- GIVEN DATA
- - -

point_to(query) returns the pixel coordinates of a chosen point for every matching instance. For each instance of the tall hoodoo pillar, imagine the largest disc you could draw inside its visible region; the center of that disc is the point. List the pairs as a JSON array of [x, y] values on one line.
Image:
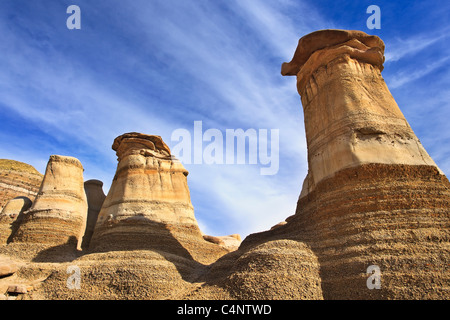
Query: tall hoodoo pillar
[[373, 197], [149, 197]]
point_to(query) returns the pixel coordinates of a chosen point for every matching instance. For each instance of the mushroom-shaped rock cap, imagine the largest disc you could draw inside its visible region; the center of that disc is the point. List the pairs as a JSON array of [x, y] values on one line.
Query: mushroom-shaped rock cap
[[321, 39], [143, 140]]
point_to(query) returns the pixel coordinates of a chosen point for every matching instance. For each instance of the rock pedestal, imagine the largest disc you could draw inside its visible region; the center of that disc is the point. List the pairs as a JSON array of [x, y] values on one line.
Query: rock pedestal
[[18, 179], [58, 215], [372, 196]]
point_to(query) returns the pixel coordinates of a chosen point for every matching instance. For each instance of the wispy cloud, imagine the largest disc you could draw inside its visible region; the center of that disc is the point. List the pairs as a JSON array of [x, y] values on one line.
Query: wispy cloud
[[404, 77]]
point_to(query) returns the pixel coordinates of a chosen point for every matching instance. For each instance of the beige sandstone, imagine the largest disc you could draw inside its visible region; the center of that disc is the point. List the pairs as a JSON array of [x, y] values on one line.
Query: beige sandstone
[[11, 216], [372, 196], [95, 198], [149, 201], [18, 179], [58, 215]]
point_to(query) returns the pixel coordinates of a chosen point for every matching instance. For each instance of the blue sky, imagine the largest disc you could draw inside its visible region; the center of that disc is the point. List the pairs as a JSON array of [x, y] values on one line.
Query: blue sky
[[156, 66]]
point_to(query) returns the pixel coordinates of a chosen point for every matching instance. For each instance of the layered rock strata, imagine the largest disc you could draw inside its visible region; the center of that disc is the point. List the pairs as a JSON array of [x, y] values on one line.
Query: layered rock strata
[[148, 205], [18, 179], [95, 198], [58, 215], [11, 217], [372, 196]]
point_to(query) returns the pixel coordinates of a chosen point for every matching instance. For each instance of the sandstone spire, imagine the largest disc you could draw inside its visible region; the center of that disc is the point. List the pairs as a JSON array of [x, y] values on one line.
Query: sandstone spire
[[372, 196], [149, 200], [11, 216], [350, 116], [58, 215]]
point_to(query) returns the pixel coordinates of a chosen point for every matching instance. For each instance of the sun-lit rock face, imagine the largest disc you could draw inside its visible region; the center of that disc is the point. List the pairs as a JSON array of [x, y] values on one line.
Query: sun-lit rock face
[[18, 179], [350, 116], [11, 216], [58, 215]]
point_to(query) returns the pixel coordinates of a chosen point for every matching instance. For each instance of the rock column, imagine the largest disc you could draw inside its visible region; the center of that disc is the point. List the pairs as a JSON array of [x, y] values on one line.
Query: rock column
[[373, 198], [149, 201]]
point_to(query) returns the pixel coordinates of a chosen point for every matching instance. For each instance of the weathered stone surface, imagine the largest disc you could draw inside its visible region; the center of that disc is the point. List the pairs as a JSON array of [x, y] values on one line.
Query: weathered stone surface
[[18, 179], [11, 216], [17, 289], [58, 215], [95, 198], [373, 196], [7, 267], [230, 242], [350, 116]]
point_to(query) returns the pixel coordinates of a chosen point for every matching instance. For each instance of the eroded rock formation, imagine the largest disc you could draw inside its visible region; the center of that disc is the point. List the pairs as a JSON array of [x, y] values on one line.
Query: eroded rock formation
[[95, 198], [148, 205], [373, 196], [11, 216]]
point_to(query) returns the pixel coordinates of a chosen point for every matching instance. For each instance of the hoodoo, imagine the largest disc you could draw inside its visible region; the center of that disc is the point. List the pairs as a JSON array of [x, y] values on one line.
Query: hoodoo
[[372, 196], [58, 215], [148, 205]]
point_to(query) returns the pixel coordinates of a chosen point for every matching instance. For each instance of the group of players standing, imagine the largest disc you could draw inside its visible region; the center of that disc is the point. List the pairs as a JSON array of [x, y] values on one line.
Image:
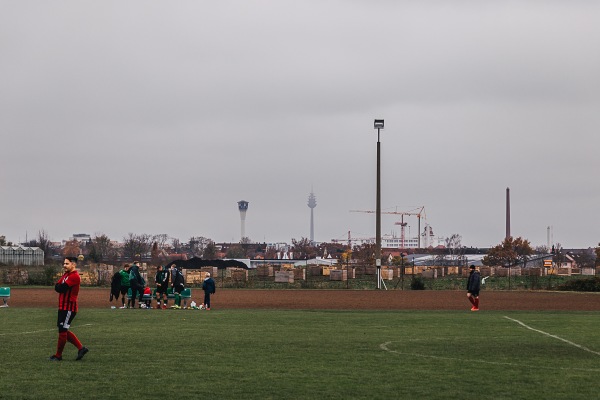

- - -

- TASK STATEMENT
Could you reproduce every row above word for word, leaving out the pictures?

- EXERCISE ANSWER
point_to(query) returns the pixel coordinates of a chosen point for every matching instance. For each instance of the tall hoodoo pillar, imagine the largest disc you could draw inside its visible region; the center of that disc is the point. List the pairs as a JSON array of [x, y] values on one line.
Image:
Query: tall hoodoo pillar
[[373, 197], [149, 197]]
point_to(query) returns the pixel coordinates of a chosen point for every matching instance. For each instance of the mushroom-shaped rock cap, imagine the largest disc you could draw inside its visible region; the center of that disc is the point. List the pairs as a JSON array of [x, y] values on one line.
Query: mushroom-shaped rock cap
[[321, 39], [143, 140]]
point_to(query) returns the pixel coordinates of a chosen point for every matching instance. For each instance of the rock pedestal, imagine the largest disc you could draw inside its visible region; the center of that disc is the point. List the pairs as a JSON array of [x, y] values on one line.
Query: rock pedestal
[[18, 179], [58, 215], [372, 196]]
point_to(query) returns the pixel coordinates of a chosen point for every matching instance. For each instance of the wispy cloud, imagine the largest disc you could draw inside its visible region; the center of that disc is the point. List the pairs as a JSON array of [x, y] values on one line.
Query: wispy cloud
[[404, 77]]
point_to(query) returns the pixel coordinates of a chosen point for every matching instance. For each instance of the beige sandstone, imagine the largest disc you could draw inside its visible region; the center of that disc is the point. List the pairs as a JSON array of [x, y] values on one line.
Query: beige sandstone
[[11, 216], [372, 196], [95, 198], [149, 201], [18, 179], [58, 215]]
point_to(query) returns the pixel coordinates of a chosen point for every matching instance. For each instance of the blue sky, imagine the largest disc you could draw inside its visible region; the center of that disc is the point. List the pairs as a JSON array of [x, y] values on one line.
Query: blue sky
[[156, 66]]
point_to(query) returns the pixel coordinates of a chosen point for every matching instance. For each instance of the layered rock strata, imagine the largest disc you could draw inside its visible region; the center of that disc is the point. List the pairs as a JSON array of [x, y] values on one line.
Query: layered rock strata
[[148, 205], [18, 179], [95, 198], [58, 215], [11, 217], [372, 196]]
point_to(query) returns the pixel coordinates of a chosen point for every matching instance. For each instance of the sandstone spire, imagine the largest disc you could draw inside its visible region; the center of that disc is the point. List the pairs as a JSON array of [x, y] values on one line.
Query: sandstone spire
[[372, 196], [149, 200], [11, 216], [350, 116], [58, 215]]
point_to(query) returns the pixel coordinates of a chosen point for every matching instance. For each instance of the sun-lit rock face, imagine the largest disc you could draw inside its visible region; the center of that disc is the point. List the pairs as a JSON array of [x, y] values on one line.
Query: sun-lit rock face
[[18, 179], [350, 116], [11, 216], [58, 215]]
point_to(query) returns the pixel coordinates of a chosen point for every matching instance. For each instance of the rock column, imagine the largest disc you could draw inside its visible region; the center of that disc is the point. List the pairs as a JSON array of [x, y] values on one line.
Query: rock column
[[373, 198], [149, 201]]
point_to(query) returns the pixel coordinates of a chosen point for every matching instance. For each instance of the weathered stone surface, imagine the largest disc you could draw inside its visible region; the center of that disc is the point. List the pairs as a JSON array of [x, y] values on one line.
Query: weathered stone surface
[[18, 179], [11, 216], [17, 289], [58, 215], [95, 198], [373, 196], [7, 267], [230, 242], [350, 116]]
point_to(query) returns the pixel coordinates of a chosen point for every matching instance. For each instance of the eroded rock formation, imagine the largest disc you could draw inside its visible region; the center of that disc is the point. List the pairs as a JSON array of [x, y] values on one line.
Query: eroded rock formation
[[95, 198], [148, 205], [373, 196], [11, 216]]
point_to(query) returns the pixel coordinates of a chosen point for every matching instance. For each instance of the hoodoo, imagine the largest disc you could draw inside its visible region; the center of that disc is the point. List the pairs as a JSON array of [x, y] values on one line.
Query: hoodoo
[[372, 196], [58, 215], [148, 205]]
point_to(query) returns the pixel coordinates of a chosen point for every matching instance. For each instance of the group of players standing, imagine the largest disc you could draw inside its visible region; the center of that disc is the point. List the pairs as a JSON array of [x, y] values on one line.
Image:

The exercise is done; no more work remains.